TASK TO CARRY OUT: From the line containing "form: [71, 75]." through the last line of the material, copy every line exactly, both ends inclusive; do not copy pictures.

Location annotation dataset excerpts:

_ _ _ _ _

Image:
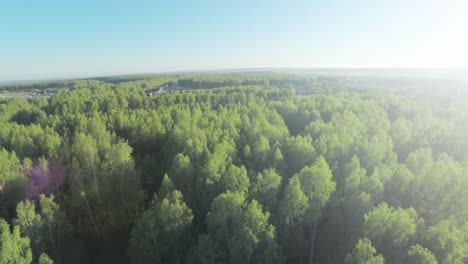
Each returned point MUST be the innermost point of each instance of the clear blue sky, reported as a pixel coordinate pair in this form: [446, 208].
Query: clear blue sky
[59, 39]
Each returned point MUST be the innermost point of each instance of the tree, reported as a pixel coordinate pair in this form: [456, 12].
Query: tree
[420, 255]
[9, 167]
[13, 247]
[364, 252]
[48, 228]
[303, 201]
[239, 232]
[44, 259]
[390, 230]
[265, 189]
[234, 179]
[157, 235]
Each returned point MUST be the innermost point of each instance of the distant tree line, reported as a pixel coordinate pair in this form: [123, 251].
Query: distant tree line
[250, 173]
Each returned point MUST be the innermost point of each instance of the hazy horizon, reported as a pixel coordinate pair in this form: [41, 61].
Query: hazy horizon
[57, 40]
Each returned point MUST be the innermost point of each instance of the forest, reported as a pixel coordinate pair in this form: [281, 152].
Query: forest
[242, 168]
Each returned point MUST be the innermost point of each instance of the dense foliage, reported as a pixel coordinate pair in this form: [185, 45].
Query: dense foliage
[267, 170]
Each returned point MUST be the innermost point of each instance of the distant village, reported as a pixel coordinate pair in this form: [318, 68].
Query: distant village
[168, 87]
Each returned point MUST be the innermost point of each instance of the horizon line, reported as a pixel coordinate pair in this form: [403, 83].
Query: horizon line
[223, 71]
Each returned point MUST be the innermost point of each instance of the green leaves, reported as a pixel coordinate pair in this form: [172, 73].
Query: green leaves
[13, 247]
[157, 235]
[390, 230]
[363, 252]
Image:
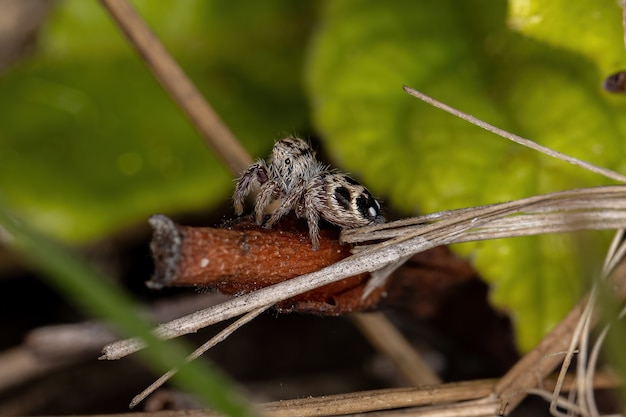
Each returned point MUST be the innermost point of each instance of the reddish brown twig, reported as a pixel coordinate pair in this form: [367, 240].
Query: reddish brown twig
[243, 257]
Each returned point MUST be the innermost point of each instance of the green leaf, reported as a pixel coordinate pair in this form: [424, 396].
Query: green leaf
[419, 159]
[98, 296]
[90, 143]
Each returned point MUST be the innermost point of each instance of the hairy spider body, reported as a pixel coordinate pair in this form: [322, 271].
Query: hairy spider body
[300, 182]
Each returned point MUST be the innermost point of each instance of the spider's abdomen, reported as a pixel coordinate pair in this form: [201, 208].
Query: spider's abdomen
[348, 203]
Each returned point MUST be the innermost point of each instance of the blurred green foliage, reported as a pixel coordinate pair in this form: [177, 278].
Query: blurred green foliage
[532, 68]
[90, 143]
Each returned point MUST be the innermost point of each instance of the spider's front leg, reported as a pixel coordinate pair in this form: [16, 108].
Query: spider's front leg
[270, 191]
[255, 174]
[294, 196]
[309, 207]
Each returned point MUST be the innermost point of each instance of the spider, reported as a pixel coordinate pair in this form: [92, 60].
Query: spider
[300, 182]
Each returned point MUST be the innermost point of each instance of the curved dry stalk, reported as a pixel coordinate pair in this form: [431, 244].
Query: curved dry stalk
[586, 361]
[402, 242]
[220, 337]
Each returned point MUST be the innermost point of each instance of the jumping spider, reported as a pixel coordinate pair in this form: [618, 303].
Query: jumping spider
[293, 176]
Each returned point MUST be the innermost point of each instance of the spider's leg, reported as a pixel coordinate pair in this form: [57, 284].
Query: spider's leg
[268, 192]
[288, 204]
[255, 174]
[310, 207]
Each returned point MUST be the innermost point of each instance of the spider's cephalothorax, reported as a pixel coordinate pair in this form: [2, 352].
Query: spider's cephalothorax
[294, 177]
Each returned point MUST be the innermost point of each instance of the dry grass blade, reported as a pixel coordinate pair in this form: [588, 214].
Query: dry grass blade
[517, 139]
[220, 337]
[409, 237]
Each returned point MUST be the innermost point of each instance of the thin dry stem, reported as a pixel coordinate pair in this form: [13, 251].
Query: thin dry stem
[402, 241]
[517, 139]
[220, 337]
[178, 85]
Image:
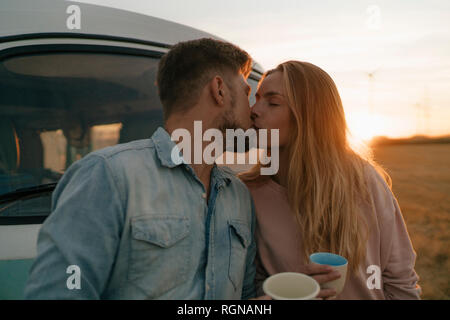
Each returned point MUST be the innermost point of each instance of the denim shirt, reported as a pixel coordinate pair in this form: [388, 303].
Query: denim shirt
[139, 226]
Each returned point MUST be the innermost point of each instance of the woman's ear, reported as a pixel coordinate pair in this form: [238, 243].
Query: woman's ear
[217, 89]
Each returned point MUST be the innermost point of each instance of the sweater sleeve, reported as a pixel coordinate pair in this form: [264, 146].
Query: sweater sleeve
[397, 255]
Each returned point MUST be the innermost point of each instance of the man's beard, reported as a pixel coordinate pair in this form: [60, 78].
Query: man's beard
[229, 121]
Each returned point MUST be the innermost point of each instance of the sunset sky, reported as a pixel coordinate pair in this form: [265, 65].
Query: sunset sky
[406, 43]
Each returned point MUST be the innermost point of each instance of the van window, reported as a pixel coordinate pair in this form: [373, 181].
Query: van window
[57, 107]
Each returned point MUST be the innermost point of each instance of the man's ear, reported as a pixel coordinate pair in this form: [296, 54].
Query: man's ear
[217, 89]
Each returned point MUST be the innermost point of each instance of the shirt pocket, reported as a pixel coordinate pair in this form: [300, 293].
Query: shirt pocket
[160, 253]
[240, 239]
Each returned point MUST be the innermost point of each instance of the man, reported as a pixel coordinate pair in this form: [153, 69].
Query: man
[130, 222]
[133, 224]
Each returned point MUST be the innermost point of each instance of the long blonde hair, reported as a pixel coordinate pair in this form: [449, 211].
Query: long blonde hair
[326, 176]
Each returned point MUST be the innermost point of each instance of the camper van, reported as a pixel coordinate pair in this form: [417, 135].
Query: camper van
[74, 78]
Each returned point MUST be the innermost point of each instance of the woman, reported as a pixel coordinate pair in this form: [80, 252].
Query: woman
[325, 196]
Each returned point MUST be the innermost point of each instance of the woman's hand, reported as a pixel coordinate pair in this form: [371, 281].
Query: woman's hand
[266, 297]
[322, 274]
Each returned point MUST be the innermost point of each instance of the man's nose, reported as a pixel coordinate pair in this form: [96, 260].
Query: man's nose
[254, 111]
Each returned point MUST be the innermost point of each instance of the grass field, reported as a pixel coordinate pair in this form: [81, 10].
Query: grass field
[421, 183]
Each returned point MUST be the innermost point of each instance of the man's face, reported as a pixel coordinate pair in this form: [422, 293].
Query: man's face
[237, 114]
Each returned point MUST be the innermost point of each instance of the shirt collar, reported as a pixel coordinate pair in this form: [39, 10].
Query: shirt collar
[164, 146]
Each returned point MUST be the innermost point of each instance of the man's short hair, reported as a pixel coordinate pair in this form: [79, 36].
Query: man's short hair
[188, 66]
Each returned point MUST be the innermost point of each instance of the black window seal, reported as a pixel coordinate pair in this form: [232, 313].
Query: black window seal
[54, 35]
[22, 220]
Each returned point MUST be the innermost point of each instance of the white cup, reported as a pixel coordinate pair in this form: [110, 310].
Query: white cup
[338, 263]
[291, 286]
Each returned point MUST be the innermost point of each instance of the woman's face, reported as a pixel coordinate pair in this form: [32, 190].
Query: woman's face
[271, 110]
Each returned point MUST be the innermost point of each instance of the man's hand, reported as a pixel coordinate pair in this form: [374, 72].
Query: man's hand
[322, 274]
[266, 297]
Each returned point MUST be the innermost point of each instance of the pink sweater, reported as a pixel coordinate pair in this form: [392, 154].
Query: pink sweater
[388, 247]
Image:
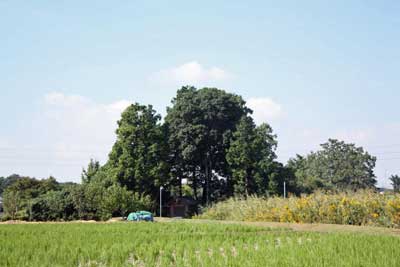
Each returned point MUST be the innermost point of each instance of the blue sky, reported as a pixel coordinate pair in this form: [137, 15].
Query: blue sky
[313, 71]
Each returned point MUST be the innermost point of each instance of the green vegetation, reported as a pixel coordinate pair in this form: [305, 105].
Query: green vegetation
[207, 138]
[188, 244]
[360, 208]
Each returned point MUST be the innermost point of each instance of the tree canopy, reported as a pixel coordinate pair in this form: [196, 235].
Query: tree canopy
[210, 140]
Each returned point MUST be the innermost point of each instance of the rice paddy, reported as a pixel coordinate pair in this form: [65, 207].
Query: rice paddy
[188, 244]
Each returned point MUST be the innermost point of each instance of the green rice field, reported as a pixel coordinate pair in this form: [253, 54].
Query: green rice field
[188, 244]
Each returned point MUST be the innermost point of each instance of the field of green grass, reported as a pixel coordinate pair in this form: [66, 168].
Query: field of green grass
[188, 244]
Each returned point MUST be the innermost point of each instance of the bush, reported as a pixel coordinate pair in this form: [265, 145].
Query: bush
[361, 208]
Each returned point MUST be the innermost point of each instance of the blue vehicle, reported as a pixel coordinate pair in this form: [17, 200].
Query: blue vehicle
[140, 216]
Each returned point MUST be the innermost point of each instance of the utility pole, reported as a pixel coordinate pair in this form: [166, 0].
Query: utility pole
[284, 189]
[161, 188]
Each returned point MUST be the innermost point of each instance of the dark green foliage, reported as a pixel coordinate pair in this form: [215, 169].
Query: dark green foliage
[138, 158]
[338, 166]
[200, 124]
[43, 200]
[91, 171]
[395, 180]
[209, 139]
[251, 158]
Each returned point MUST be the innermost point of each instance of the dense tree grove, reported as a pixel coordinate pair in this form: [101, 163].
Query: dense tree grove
[209, 140]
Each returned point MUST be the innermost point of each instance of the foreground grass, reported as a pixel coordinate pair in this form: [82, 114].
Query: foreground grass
[188, 244]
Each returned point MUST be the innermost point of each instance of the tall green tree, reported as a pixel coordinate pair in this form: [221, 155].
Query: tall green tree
[91, 171]
[138, 157]
[200, 124]
[251, 156]
[395, 180]
[337, 165]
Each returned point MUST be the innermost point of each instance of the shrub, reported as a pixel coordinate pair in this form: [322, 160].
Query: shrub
[360, 208]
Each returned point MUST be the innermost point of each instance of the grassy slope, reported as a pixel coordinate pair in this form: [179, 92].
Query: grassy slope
[194, 243]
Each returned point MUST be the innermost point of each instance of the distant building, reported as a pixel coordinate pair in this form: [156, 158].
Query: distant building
[1, 205]
[382, 190]
[181, 207]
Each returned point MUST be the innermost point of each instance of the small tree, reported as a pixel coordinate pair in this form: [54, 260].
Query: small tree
[395, 179]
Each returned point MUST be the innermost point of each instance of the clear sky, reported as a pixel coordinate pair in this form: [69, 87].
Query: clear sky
[312, 69]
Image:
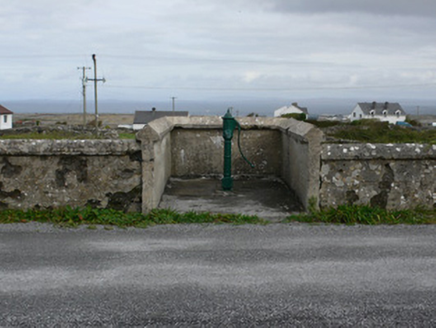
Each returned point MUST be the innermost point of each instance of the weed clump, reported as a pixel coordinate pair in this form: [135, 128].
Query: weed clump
[73, 217]
[355, 214]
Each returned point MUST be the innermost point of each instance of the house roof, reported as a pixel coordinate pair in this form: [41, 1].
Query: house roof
[391, 108]
[4, 110]
[145, 117]
[303, 109]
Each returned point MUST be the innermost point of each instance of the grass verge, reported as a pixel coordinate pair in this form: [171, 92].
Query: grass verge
[353, 214]
[345, 214]
[73, 217]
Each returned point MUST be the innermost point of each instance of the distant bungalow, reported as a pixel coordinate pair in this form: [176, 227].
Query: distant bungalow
[390, 112]
[293, 109]
[5, 118]
[142, 118]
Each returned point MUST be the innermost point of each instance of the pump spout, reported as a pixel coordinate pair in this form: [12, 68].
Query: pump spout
[229, 125]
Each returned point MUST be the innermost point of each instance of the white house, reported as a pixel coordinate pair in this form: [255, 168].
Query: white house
[293, 109]
[390, 112]
[5, 118]
[142, 118]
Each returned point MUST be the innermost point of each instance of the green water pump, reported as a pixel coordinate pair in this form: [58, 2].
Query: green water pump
[229, 125]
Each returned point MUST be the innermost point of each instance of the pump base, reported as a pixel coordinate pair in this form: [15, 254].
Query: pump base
[227, 183]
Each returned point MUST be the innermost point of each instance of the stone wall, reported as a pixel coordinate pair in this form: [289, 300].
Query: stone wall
[391, 176]
[53, 173]
[199, 152]
[193, 146]
[131, 175]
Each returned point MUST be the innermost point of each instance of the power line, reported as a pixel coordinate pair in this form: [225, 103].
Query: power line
[84, 81]
[270, 89]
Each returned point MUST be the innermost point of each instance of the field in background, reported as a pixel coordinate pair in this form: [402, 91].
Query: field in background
[112, 120]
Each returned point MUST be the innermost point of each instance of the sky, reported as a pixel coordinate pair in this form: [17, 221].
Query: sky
[227, 51]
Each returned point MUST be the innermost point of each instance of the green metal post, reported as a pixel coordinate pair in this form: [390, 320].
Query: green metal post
[229, 124]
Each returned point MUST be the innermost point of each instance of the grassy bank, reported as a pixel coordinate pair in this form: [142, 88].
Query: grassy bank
[376, 132]
[353, 214]
[72, 217]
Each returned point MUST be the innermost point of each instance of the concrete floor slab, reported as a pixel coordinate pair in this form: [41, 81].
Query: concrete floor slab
[269, 198]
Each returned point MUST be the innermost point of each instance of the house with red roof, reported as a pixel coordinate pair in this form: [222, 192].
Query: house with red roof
[5, 118]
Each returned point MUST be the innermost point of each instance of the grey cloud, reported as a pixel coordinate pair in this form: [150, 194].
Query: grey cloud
[377, 7]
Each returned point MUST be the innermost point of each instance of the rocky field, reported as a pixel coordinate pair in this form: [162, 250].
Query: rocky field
[111, 120]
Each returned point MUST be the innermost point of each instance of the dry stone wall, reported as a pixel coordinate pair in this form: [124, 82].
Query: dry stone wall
[391, 176]
[53, 173]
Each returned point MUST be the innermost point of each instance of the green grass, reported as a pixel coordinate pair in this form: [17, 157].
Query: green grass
[71, 217]
[346, 214]
[62, 135]
[55, 135]
[127, 135]
[353, 214]
[379, 132]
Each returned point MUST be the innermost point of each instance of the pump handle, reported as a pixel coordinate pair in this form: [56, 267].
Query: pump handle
[239, 145]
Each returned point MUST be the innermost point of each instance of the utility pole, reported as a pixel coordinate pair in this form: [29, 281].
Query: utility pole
[84, 81]
[95, 88]
[174, 102]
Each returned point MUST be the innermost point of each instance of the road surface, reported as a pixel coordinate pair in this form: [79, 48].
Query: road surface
[218, 275]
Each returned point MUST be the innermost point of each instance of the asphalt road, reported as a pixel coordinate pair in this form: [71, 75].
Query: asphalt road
[205, 275]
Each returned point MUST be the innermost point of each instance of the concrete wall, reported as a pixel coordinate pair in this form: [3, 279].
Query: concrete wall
[200, 152]
[130, 175]
[193, 146]
[391, 176]
[53, 173]
[301, 157]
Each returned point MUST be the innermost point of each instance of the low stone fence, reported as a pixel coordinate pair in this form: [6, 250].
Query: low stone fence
[193, 146]
[131, 175]
[391, 176]
[52, 173]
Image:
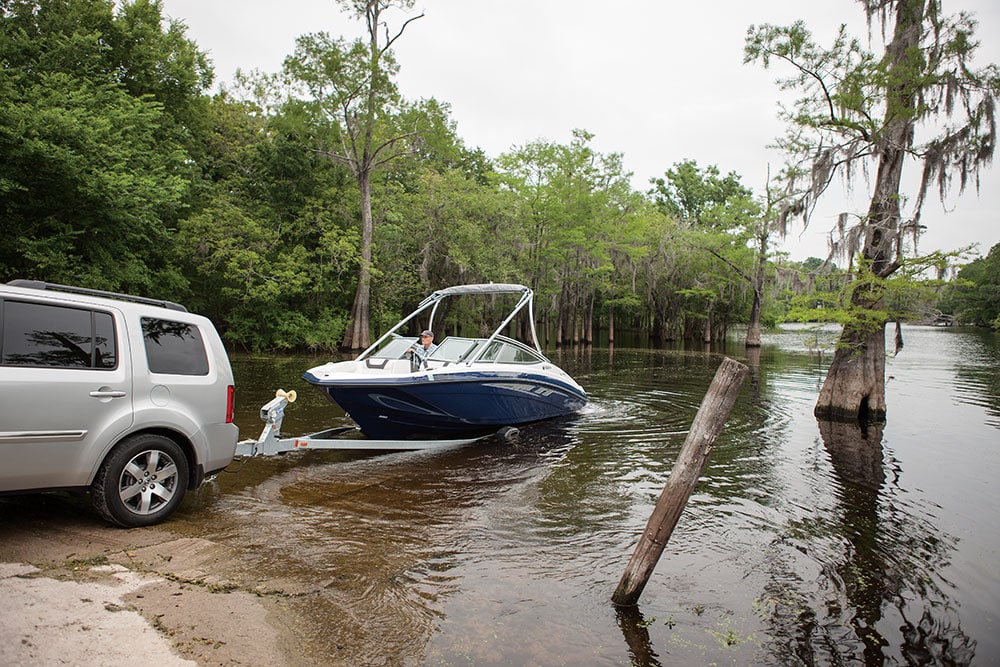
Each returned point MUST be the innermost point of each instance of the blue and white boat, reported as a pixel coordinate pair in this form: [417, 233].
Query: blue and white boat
[467, 386]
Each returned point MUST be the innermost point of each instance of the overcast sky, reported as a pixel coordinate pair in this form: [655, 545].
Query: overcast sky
[657, 81]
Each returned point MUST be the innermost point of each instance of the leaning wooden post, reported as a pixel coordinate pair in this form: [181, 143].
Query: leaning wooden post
[705, 429]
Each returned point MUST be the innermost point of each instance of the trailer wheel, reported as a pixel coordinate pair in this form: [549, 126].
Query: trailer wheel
[141, 482]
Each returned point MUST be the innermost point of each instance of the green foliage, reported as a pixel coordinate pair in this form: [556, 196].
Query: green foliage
[974, 297]
[91, 165]
[118, 171]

_ _ _ _ _

REPLY:
Each returned point MUST be the innermost point of each instance of the asphalt road, reported as a pixel coordinate pair in this form: [71, 75].
Query: asphalt road
[205, 275]
Each returned point MUST be the innermost point of each instance of the concrete wall, reported as a pixel coordinate pair in this form: [3, 279].
Query: concrete wall
[200, 152]
[130, 175]
[193, 146]
[391, 176]
[53, 173]
[301, 157]
Each returned point MUST be the innermost point of each instance of the low stone fence, reported as a pixel coordinate pair in this form: [6, 250].
Query: low stone fence
[193, 146]
[131, 175]
[391, 176]
[52, 173]
Image:
Each returned point MUST be the innermost point of each instance of the blue and white boat, reported as a pixel coordinate pair in this form: [417, 233].
Query: blue and white boat
[467, 386]
Each returned point MUST be the innermost point of each instance of the overcast sky, reported as a pixel coordinate pair in this form: [655, 545].
Query: overcast sky
[657, 81]
Each returned point MUST be the innermost point of each instance of the leaning wooden post, reported as a pixel coordinate pair in this form: [181, 143].
Query: leaning wooden post
[705, 429]
Each returned point MUST be the innermost point of each instance of the trailer wheel, reported as a pixel coordinate pair in this form: [549, 126].
Query: trailer wheel
[141, 482]
Each returned point MUST be the innermost point of each instance of the green foliage, reported as a pixel coordinate pair in this form: [556, 196].
Query: green foliage
[974, 297]
[91, 165]
[118, 171]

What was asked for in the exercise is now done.